[BRIEF A] Collect every line of the entries below that contains the word "flower".

A permutation is an arrangement of all or part of a set of objects, with regard to the order of the arrangement.
Example:
- In: “AB”
- Out: AB, BA
- In: “ABC”
- Out: ABC, ACB, BAC, BCA, CAB, CBA
Please first try to do it yourself, then move to the solution.
Recursive Solution
Approach: Write a recursive function that prints every permutation of the given String.
package com.codeFactory;
/**
* @author code.factory
*
*/
public class Test {
public static void main(String... strings) {
func("ABC", "");
}
private static void func(String in, String out) {
// If string is empty
if (in.length() == 0) {
System.out.print(out + " ");
return;
}
for (int i = 0; i < in.length(); i++) {
// ith character of str
char ch = in.charAt(i);
// Rest of the string after excluding the ith character
String ros = in.substring(0, i) + in.substring(i + 1);
// Recursive call
func(ros, out + ch);
}
}
}
Output:
IN: AB
OUT: AB BA
IN: ABC
OUT: ABC ACB BAC BCA CAB CBA
/* Explanation */
func("AB", "")
func("B", "A")
func("", "AB") -> AB
func("A", "B")
func("", "BA") -> BA
func("ABC", "")
func("BC", "A")
func("C", "AB")
func("", "ABC") -> ABC
func("B", "AC")
func("", "ACB") -> ACB
func("AC", "B")

[GIVEN ENTRIES]
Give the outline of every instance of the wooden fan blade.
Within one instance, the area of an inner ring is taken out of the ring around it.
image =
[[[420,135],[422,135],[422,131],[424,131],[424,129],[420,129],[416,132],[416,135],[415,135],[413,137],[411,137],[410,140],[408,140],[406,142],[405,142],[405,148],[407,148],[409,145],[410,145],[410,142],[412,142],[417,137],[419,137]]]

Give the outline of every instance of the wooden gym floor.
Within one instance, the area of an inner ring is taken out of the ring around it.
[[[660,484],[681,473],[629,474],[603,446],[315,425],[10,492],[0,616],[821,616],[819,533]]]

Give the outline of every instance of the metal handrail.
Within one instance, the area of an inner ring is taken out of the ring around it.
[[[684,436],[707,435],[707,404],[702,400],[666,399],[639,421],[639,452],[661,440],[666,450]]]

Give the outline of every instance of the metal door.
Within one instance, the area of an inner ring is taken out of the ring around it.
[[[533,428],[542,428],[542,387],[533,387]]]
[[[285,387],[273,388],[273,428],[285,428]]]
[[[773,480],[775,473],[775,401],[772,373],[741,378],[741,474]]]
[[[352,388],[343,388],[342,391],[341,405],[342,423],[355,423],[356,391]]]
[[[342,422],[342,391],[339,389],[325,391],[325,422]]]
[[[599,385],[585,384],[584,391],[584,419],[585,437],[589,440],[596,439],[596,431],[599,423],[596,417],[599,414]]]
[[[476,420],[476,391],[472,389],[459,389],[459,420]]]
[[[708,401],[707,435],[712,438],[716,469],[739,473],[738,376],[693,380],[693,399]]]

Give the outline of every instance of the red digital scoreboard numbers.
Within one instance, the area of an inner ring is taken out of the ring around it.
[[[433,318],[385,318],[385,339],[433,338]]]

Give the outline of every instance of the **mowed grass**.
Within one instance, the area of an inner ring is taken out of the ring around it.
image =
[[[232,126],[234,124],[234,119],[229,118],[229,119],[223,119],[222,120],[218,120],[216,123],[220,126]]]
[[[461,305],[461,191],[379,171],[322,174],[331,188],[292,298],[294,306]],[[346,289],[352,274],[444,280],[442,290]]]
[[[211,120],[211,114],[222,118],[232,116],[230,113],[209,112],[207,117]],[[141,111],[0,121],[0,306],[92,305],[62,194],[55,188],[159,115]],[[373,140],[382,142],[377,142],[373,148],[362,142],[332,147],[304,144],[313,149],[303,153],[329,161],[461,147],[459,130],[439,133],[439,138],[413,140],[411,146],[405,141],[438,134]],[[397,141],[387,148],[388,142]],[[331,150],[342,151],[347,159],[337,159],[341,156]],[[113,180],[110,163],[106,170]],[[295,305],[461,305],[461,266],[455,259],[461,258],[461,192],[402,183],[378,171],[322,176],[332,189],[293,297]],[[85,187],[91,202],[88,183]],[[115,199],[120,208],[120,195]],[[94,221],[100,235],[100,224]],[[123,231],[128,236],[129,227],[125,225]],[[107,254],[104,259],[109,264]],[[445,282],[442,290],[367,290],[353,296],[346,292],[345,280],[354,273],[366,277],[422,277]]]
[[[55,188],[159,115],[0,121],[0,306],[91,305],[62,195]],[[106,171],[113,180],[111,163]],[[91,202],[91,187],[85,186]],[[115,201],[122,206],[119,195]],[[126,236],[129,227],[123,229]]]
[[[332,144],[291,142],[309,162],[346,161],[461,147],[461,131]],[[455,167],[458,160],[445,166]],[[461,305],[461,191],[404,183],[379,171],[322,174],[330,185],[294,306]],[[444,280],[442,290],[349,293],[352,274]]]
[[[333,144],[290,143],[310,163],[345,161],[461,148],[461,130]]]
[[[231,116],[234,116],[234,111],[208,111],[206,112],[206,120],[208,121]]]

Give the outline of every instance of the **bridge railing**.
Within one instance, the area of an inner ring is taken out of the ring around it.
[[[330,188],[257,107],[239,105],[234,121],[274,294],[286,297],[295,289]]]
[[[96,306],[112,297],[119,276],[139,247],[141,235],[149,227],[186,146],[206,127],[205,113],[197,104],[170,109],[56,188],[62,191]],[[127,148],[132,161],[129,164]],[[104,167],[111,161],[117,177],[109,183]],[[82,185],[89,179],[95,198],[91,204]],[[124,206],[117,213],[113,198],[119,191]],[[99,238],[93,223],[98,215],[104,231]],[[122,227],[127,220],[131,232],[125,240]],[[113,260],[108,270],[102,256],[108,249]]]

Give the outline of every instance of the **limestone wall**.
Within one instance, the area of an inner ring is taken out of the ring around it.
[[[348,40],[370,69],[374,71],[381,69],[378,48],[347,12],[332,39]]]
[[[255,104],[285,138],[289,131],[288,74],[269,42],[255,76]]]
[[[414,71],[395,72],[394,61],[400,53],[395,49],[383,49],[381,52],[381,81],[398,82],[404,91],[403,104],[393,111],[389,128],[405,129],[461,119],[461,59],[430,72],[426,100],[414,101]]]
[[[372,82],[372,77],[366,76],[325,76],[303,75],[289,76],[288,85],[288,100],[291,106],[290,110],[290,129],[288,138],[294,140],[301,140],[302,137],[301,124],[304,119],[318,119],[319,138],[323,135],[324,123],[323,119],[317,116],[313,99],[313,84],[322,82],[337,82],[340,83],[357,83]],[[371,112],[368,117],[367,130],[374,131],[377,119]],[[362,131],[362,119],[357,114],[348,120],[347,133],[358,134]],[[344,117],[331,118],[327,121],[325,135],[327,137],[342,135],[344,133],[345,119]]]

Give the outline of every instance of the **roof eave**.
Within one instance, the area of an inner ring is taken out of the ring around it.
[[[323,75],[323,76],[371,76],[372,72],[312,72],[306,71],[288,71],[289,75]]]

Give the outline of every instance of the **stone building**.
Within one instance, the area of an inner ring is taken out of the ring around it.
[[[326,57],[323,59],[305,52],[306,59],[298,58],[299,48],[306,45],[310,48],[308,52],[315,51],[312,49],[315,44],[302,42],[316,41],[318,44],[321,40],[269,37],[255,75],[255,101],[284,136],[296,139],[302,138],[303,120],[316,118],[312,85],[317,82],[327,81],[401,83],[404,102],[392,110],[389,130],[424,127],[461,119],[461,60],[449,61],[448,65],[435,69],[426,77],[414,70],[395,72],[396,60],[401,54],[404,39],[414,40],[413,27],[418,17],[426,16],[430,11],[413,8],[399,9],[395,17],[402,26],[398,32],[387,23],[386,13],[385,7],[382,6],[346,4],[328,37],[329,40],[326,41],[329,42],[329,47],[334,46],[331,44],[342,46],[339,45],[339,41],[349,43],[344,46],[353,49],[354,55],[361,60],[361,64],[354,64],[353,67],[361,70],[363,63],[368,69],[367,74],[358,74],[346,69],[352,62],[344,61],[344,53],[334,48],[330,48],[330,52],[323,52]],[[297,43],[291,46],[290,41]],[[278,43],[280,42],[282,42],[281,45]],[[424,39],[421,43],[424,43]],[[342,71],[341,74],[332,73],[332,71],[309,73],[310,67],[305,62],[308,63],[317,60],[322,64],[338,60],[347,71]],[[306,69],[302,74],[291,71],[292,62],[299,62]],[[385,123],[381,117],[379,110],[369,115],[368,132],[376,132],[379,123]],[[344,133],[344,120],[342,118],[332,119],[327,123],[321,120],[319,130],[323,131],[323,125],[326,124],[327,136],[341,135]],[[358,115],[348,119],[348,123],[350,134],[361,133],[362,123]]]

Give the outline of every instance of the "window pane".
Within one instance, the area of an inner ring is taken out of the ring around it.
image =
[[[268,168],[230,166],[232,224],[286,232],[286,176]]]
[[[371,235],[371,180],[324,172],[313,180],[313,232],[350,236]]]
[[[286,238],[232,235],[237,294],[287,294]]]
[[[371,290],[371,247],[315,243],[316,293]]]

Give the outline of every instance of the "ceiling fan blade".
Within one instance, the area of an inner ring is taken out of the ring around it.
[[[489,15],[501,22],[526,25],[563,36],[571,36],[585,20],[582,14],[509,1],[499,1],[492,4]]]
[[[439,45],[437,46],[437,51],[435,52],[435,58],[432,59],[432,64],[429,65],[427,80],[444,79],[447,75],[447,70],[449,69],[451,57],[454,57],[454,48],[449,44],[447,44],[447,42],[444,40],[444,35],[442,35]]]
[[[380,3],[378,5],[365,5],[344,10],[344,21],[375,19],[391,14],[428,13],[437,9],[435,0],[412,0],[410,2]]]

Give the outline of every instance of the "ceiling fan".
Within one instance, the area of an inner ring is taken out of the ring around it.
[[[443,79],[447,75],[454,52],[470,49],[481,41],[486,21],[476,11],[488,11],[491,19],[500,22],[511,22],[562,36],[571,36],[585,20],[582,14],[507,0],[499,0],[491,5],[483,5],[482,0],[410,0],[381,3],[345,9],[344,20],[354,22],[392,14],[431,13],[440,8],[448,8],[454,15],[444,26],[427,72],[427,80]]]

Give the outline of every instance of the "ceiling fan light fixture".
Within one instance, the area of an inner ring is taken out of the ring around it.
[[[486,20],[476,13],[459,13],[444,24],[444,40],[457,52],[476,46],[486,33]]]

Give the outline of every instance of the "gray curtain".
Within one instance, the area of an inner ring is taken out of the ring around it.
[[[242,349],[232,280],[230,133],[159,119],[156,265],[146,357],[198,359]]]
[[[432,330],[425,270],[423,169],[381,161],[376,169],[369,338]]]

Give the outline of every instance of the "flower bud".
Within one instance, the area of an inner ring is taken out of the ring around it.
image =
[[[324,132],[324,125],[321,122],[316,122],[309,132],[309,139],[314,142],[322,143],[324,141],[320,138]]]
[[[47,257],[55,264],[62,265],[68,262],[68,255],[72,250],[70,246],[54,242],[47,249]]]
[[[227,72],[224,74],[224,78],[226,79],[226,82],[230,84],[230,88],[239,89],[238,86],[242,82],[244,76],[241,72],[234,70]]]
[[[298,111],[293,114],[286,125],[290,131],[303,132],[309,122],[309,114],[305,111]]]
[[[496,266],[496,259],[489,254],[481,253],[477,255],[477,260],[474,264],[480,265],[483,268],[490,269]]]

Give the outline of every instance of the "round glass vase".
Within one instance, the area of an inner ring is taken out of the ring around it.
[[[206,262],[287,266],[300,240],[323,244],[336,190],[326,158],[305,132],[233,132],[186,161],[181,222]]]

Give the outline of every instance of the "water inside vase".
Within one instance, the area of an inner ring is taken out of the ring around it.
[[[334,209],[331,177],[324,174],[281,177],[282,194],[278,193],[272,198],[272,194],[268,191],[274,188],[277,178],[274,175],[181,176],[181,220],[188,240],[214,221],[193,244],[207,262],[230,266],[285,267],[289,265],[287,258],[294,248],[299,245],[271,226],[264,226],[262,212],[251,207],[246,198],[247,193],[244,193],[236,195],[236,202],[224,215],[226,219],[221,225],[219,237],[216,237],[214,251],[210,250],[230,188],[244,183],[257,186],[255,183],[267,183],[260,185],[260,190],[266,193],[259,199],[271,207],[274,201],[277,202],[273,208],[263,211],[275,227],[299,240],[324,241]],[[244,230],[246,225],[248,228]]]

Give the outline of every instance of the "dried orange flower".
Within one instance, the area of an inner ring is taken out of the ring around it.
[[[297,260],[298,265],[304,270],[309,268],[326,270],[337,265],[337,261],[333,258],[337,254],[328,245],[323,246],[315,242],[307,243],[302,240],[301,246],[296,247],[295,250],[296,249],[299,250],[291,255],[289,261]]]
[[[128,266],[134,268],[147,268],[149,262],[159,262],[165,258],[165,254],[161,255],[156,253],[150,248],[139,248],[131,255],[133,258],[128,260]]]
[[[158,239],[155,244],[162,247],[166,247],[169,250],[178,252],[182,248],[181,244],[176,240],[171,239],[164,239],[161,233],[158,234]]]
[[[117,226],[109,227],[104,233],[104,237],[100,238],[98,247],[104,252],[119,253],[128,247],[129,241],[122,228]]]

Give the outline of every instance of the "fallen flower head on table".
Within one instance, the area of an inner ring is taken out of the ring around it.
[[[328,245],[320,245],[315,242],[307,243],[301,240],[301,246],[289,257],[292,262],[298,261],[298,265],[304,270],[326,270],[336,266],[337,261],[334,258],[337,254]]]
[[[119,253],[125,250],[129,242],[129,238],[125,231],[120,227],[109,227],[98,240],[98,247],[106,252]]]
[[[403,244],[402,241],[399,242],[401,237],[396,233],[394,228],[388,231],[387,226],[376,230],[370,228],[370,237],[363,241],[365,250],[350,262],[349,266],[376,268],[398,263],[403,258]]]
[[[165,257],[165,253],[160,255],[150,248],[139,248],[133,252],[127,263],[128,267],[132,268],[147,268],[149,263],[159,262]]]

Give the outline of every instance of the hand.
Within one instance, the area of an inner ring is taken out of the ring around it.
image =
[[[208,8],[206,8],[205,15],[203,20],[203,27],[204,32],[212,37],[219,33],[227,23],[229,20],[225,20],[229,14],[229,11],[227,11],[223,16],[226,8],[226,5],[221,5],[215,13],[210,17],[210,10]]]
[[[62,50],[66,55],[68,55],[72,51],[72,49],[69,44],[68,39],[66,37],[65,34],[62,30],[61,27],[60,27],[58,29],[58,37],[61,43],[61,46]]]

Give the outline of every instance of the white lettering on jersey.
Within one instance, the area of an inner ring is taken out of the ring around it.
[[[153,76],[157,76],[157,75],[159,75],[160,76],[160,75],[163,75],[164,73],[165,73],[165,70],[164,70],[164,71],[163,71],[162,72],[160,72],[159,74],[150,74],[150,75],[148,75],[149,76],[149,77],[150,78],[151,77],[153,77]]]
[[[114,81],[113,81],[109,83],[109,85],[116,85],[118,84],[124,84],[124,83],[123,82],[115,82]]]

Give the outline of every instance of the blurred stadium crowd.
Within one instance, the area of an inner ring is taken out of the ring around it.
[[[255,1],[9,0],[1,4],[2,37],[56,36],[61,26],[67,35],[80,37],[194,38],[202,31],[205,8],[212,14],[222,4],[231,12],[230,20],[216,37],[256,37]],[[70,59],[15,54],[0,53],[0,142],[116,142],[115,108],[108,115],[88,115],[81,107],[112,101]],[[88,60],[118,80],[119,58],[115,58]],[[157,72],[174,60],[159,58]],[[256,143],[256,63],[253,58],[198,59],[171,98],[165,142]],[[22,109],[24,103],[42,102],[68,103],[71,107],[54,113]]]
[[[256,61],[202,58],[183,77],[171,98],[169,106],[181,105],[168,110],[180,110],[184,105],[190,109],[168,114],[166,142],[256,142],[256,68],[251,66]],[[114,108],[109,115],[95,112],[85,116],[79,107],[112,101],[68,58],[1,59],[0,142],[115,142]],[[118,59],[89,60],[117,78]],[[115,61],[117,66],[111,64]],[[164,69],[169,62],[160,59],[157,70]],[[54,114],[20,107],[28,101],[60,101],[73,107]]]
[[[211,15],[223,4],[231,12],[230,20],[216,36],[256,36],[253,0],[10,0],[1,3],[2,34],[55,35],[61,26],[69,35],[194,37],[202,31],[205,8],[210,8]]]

[BRIEF B] Continue the text on string permutations above from where it stops.

[EXPECTED ANSWER A]
Give the outline of every instance of the "flower bud".
Give the outline of every instance of the "dried orange flower".
Give the outline of every instance of the "fallen flower head on table".

[EXPECTED ANSWER B]
func("C", "BA")
func("", "BAC") -> BAC
func("A", "BC")
func("", "BCA") -> BCA
func("AB", "C")
func("B", "CA")
func("", "CAB") -> CAB
func("A", "CB")
func("", "CBA") -> CBA
Static Solution
package com.test;
/**
* @author code.factory
*
*/
public class Test {
public static void main(String[] args) {
String str = "AB";
int length = str.length();
for(int i=0; i<length; i++) {
for(int j=0; j<length; j++) {
if(i == j) continue;
System.out.println(str.charAt(i) + " " + str.charAt(j));
}
}
}
}
Output:
A B
B A
. . . . .
package com.test;
/**
* @author code.factory
*
*/
public class Test {
public static void main(String[] args) {
String str = "ABC";
int length = str.length();
for(int i=0; i<length; i++) {
for(int j=0; j<length; j++) {
if(i == j) continue;
for(int k=0; k<length; k++) {
if(j == k || k == i) continue;
System.out.println(str.charAt(i) + " " + str.charAt(j) + " " + str.charAt(k));
}
}
}
}
}
Output:
A B C
A C B
B A C
B C A
C A B
C B A
. . . . .
Dynamic Solution 1
package com.test;
/**
* @author code.factory
*
*/
public class Test {
public static void main(String[] args) {
String str = "AB";
int length = str.length();
for(int i=0; i<length; i++) {
forLoop(str.charAt(i), length, str.substring(0, i) + str.substring(i+1));
}
}
public static void forLoop(char ch, int length, String rem) {
String r;
for(int i=0; i<length-1; i++) {
r = "";
for(int j=i; j<length-1; j++) {
r += rem.charAt(j);
}
for(int k=0; k<i; k++) {
r += rem.charAt(k);
}
System.out.println(ch + r);
}
}
}
Output:
"AB"
AB
BA
"ABC"
ABC
ACB
BAC
BCA
CAB
CBA
. . . . .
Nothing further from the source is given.